Depending on options specified, the Domain Server runs a series of LDAP queries to authenticate a user and then to obtain the groups that user is assigned. For details on this logic, see Security integration with LDAP/active directory using the Domain Server. Active Directory is a very commonly used LDAP Server.
However, when this integration doesn't work, it can be challenging to determine why. The first thing that we recommend is reviewing the Domain Server logs as all LDAP requests are generated from it. Typical errors would be an invalid LDAP URL or bad credentials for the search user required to validate the user login information.
The next most common error is incorrect mapping of the LDAP configuration. Access to an LDAP browser to review the actual setup is required. Having your LDAP/Active Directory administrator on a screen sharing session is the optimal approach. Alternately, there are free tools, such as the Softerra LDAP Browser, that can be used to browse the configuration. These use the same credentials as used in the node.properties file so this also verified that connectivity. The key is to identify the LDAP configuration being used and which attributes identify the user and map the user to the groups. LDAP is very flexible and even with Active Directory, there is no single way to configure it. For example, sAMAccountName is typically the user attribute used to identify the login name and member is the attribute(s) in groups that points to the associated users. However, your environment may vary. For example, in some configurations, the groups point to the users and in others, the users point to the groups.

• GIVEN INFORMATION:
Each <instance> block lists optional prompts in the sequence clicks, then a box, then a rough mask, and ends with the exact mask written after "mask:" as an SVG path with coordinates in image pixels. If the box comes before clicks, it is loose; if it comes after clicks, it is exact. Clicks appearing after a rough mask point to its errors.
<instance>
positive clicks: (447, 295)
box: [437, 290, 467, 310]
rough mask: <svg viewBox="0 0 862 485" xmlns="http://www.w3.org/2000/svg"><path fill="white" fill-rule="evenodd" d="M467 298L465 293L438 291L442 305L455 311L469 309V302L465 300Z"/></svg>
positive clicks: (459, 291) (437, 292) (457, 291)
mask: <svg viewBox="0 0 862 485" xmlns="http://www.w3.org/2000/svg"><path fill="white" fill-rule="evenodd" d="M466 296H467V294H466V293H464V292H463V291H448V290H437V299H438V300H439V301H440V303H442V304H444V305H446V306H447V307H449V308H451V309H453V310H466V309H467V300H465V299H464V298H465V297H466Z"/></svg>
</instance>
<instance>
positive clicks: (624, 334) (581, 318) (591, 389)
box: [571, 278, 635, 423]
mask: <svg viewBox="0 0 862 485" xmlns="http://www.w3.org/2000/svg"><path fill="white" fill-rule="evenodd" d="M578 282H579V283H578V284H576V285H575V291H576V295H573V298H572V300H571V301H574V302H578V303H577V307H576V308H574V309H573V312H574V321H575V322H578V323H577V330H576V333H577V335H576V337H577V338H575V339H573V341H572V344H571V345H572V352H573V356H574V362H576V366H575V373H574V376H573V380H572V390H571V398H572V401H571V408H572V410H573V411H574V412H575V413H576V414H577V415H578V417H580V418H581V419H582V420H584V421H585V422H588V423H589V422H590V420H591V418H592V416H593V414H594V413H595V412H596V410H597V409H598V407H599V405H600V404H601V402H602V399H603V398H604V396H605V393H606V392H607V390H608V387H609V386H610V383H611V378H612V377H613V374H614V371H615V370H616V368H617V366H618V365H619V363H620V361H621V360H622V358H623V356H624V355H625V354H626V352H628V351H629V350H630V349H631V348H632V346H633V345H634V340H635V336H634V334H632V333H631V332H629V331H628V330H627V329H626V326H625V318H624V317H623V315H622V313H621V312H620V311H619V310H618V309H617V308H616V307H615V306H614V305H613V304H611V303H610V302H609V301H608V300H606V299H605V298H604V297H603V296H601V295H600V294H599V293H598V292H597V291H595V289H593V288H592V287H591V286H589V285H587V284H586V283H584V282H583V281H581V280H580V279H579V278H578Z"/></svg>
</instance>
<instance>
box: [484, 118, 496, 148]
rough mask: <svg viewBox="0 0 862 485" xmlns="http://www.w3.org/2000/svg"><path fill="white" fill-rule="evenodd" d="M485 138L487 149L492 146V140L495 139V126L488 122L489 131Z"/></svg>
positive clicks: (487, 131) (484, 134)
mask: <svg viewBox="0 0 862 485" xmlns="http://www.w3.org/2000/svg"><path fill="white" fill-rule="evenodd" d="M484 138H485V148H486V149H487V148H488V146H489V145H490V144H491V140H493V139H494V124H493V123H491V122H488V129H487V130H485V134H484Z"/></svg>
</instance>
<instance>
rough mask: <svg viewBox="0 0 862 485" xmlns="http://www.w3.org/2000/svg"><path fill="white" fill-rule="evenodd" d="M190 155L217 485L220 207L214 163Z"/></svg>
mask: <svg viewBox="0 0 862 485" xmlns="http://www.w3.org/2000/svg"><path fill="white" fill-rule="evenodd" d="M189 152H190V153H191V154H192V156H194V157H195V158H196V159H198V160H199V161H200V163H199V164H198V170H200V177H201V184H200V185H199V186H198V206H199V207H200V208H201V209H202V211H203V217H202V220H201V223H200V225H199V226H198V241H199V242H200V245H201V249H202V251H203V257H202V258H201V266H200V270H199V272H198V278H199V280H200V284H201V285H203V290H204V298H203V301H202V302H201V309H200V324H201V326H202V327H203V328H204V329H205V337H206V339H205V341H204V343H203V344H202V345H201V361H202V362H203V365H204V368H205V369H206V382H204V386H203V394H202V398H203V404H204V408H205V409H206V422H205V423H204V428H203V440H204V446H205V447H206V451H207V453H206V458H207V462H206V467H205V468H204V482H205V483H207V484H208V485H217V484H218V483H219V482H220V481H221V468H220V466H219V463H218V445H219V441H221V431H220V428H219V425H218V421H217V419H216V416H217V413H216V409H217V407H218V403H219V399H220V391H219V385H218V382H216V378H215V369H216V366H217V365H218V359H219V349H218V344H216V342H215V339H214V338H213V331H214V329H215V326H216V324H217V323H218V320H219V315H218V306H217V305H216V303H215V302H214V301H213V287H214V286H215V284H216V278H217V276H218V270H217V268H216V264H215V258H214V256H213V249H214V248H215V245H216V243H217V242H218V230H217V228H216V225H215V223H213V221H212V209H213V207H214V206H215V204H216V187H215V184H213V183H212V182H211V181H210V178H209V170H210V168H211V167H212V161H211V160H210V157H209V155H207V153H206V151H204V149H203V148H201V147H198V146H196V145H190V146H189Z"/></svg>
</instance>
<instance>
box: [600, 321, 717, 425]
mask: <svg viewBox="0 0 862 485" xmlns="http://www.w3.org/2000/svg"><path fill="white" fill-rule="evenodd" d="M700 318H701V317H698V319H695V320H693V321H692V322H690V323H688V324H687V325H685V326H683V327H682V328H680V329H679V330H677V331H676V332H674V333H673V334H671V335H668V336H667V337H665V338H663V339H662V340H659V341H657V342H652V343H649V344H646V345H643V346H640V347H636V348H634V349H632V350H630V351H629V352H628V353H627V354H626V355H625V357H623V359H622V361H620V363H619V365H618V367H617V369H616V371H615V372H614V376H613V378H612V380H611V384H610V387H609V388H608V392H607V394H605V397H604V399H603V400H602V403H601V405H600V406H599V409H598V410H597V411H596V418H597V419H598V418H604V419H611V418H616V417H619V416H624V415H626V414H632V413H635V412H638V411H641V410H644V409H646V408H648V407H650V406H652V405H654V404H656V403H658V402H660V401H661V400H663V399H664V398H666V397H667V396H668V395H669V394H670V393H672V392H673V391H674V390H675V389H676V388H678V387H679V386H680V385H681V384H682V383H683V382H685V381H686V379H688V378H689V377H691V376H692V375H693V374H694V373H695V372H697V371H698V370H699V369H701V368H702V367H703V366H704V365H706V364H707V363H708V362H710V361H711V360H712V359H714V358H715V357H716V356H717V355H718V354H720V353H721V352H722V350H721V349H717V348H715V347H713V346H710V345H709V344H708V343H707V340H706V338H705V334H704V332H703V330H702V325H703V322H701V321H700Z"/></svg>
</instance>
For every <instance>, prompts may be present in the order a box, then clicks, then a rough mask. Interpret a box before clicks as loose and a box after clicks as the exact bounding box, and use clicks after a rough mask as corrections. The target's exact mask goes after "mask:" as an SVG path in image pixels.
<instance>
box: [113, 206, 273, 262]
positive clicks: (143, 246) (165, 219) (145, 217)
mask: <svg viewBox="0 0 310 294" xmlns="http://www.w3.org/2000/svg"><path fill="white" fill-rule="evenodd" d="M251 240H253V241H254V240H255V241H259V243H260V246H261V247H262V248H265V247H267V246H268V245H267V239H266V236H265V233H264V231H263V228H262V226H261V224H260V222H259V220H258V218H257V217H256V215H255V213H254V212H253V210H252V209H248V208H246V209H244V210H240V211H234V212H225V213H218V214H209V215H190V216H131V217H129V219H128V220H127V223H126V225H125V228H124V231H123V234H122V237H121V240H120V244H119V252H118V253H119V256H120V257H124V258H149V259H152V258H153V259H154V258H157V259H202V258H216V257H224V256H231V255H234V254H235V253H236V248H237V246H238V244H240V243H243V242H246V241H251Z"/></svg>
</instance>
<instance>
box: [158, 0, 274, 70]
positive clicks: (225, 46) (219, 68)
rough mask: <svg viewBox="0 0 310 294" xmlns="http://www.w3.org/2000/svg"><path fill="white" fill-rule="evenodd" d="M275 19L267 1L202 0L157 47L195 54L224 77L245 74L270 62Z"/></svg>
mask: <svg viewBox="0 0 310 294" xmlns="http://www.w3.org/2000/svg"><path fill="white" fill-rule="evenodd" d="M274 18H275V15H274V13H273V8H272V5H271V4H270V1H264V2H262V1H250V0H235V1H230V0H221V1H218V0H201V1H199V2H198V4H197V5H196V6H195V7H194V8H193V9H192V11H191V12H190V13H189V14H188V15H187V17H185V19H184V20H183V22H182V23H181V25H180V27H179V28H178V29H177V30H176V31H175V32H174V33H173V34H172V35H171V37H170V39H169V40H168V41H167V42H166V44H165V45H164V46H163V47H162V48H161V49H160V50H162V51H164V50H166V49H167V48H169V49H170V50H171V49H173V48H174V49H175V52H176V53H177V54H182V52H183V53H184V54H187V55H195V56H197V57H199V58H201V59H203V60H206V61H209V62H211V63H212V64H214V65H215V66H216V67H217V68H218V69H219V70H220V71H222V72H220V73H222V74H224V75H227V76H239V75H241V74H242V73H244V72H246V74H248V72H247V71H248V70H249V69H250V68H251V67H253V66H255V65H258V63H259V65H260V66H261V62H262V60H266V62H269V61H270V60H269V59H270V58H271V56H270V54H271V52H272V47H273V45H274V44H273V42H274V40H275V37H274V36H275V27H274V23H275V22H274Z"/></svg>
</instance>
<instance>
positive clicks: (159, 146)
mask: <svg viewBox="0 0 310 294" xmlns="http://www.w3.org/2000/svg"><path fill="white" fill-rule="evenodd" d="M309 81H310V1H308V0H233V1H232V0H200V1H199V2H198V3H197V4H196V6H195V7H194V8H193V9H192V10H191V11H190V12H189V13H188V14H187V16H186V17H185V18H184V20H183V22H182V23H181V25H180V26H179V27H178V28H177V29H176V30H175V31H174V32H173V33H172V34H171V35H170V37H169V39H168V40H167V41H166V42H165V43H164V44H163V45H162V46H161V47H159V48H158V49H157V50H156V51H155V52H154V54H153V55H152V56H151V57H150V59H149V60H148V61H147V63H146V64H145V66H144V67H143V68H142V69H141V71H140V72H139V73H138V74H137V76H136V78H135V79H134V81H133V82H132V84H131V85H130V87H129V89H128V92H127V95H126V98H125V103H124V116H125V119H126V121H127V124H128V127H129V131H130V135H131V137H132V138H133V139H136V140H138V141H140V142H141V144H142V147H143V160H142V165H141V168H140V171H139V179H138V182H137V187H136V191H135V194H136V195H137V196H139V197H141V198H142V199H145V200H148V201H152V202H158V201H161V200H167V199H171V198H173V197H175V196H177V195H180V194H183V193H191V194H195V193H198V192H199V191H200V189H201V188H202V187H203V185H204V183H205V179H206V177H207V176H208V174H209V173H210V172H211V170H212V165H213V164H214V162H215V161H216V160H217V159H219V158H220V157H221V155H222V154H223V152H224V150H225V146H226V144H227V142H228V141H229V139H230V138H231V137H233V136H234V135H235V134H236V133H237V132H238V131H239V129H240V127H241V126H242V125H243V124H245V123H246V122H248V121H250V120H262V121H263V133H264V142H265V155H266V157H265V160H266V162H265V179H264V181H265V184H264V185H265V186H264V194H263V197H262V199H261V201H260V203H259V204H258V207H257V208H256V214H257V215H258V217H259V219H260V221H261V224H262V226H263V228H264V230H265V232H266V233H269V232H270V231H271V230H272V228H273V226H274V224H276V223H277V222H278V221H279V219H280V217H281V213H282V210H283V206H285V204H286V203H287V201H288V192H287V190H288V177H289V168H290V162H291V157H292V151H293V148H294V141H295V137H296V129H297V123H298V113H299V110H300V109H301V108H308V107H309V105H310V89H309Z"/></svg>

• WHAT IS REQUIRED: Reproduce the passage of the LDAP troubleshooting text between "Depending on options" and "user login information.", inclusive. The entries have no connection to the text on LDAP troubleshooting.

• RESULT OF THE TASK:
Depending on options specified, the Domain Server runs a series of LDAP queries to authenticate a user and then to obtain the groups that user is assigned. For details on this logic, see Security integration with LDAP/active directory using the Domain Server. Active Directory is a very commonly used LDAP Server.
However, when this integration doesn't work, it can be challenging to determine why. The first thing that we recommend is reviewing the Domain Server logs as all LDAP requests are generated from it. Typical errors would be an invalid LDAP URL or bad credentials for the search user required to validate the user login information.